Data listing:
— Begin —

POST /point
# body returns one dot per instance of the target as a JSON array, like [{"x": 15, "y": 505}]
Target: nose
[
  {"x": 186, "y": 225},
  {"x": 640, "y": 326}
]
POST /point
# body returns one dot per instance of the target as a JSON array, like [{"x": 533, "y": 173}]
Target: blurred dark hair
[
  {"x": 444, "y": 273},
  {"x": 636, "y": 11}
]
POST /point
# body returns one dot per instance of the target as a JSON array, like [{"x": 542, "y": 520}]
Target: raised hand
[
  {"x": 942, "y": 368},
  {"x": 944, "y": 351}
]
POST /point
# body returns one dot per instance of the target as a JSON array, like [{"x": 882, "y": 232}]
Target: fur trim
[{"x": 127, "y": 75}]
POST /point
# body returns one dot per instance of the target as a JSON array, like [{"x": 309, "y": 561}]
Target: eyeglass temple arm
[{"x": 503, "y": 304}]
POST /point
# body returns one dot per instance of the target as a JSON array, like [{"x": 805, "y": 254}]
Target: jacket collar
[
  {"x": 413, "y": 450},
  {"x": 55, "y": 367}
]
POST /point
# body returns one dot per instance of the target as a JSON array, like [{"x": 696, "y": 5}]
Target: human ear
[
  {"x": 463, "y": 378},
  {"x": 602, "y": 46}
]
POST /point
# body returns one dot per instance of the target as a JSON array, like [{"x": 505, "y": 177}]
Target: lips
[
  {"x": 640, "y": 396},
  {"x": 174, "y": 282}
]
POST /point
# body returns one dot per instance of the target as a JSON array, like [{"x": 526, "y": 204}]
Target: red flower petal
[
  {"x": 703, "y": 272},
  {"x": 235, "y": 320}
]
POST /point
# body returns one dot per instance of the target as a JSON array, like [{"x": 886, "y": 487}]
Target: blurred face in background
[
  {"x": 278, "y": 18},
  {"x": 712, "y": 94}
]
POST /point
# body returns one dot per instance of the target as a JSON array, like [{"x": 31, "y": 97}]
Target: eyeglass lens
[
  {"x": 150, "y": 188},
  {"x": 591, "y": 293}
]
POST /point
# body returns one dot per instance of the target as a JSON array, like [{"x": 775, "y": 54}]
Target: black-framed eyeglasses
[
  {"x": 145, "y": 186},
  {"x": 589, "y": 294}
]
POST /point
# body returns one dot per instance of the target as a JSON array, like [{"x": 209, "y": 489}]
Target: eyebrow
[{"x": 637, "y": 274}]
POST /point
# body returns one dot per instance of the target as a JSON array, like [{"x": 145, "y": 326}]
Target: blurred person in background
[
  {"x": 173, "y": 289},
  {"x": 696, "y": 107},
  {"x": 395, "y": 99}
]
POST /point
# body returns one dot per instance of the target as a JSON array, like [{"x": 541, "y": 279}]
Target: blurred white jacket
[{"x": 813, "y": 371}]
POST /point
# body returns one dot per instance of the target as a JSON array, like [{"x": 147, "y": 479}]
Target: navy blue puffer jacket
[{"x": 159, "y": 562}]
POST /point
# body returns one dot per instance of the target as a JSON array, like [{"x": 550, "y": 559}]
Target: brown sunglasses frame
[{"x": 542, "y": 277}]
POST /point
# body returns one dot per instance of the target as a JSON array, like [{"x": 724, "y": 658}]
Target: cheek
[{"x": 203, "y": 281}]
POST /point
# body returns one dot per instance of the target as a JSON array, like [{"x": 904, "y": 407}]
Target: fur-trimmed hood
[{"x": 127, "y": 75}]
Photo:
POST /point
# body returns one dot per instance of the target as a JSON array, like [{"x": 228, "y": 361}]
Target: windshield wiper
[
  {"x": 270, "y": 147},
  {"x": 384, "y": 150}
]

— End —

Short exercise:
Identify every line above that contains the word "blurred", and copy each of those lines.

Written solution:
Target: blurred dark hair
Target: blurred face in background
Target: blurred person in background
Target: blurred white jacket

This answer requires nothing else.